When the word "water" shows up in a line of the data below, copy that whole line.

____ Entries supplied

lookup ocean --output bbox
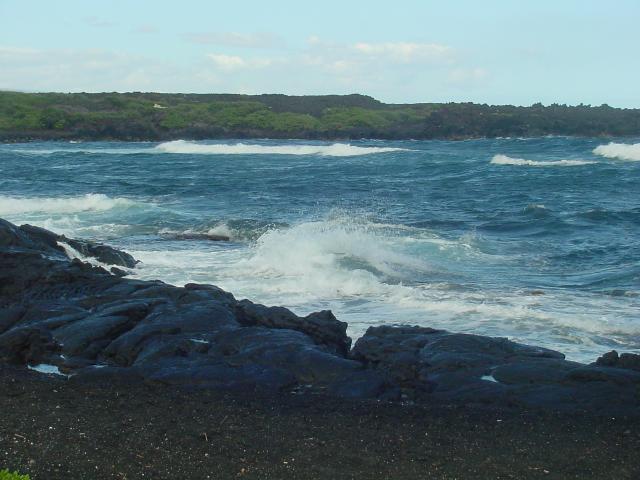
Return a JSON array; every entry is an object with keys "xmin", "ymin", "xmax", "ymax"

________
____ Entries supplied

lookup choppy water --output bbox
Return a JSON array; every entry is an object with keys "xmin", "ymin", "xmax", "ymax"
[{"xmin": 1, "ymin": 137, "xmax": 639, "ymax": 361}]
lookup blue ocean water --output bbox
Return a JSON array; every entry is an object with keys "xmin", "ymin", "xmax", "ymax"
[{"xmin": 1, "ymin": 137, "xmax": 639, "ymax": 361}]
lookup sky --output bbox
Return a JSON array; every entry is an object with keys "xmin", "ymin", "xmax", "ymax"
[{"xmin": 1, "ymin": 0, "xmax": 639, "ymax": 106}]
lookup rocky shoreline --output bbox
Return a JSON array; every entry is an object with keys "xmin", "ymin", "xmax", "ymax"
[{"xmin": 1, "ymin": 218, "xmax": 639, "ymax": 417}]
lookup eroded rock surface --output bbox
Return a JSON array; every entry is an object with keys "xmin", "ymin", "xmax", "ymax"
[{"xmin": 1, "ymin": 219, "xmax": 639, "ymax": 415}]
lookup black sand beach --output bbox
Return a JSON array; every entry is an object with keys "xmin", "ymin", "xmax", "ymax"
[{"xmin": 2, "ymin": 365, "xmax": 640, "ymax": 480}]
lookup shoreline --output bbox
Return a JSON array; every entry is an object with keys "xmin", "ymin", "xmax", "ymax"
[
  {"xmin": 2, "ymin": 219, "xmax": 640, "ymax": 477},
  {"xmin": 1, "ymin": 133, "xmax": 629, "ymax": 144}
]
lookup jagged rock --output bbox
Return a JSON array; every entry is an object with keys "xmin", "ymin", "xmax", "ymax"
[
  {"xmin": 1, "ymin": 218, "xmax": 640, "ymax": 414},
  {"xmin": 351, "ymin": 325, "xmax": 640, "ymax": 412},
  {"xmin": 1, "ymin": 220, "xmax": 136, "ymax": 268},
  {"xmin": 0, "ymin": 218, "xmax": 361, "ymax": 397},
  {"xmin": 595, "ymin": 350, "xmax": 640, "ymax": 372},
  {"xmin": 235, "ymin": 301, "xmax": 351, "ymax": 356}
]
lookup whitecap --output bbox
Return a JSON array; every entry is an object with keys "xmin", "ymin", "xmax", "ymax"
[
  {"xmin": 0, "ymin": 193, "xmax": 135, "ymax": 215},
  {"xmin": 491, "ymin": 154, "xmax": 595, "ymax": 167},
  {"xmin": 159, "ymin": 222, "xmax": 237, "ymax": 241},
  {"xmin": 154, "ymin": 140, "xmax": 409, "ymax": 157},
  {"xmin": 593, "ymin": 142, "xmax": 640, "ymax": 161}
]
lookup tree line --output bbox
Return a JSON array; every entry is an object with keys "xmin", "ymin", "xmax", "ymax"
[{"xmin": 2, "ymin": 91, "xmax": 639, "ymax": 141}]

________

Written solution:
lookup choppy water --output bbox
lookup blue ocean water --output bbox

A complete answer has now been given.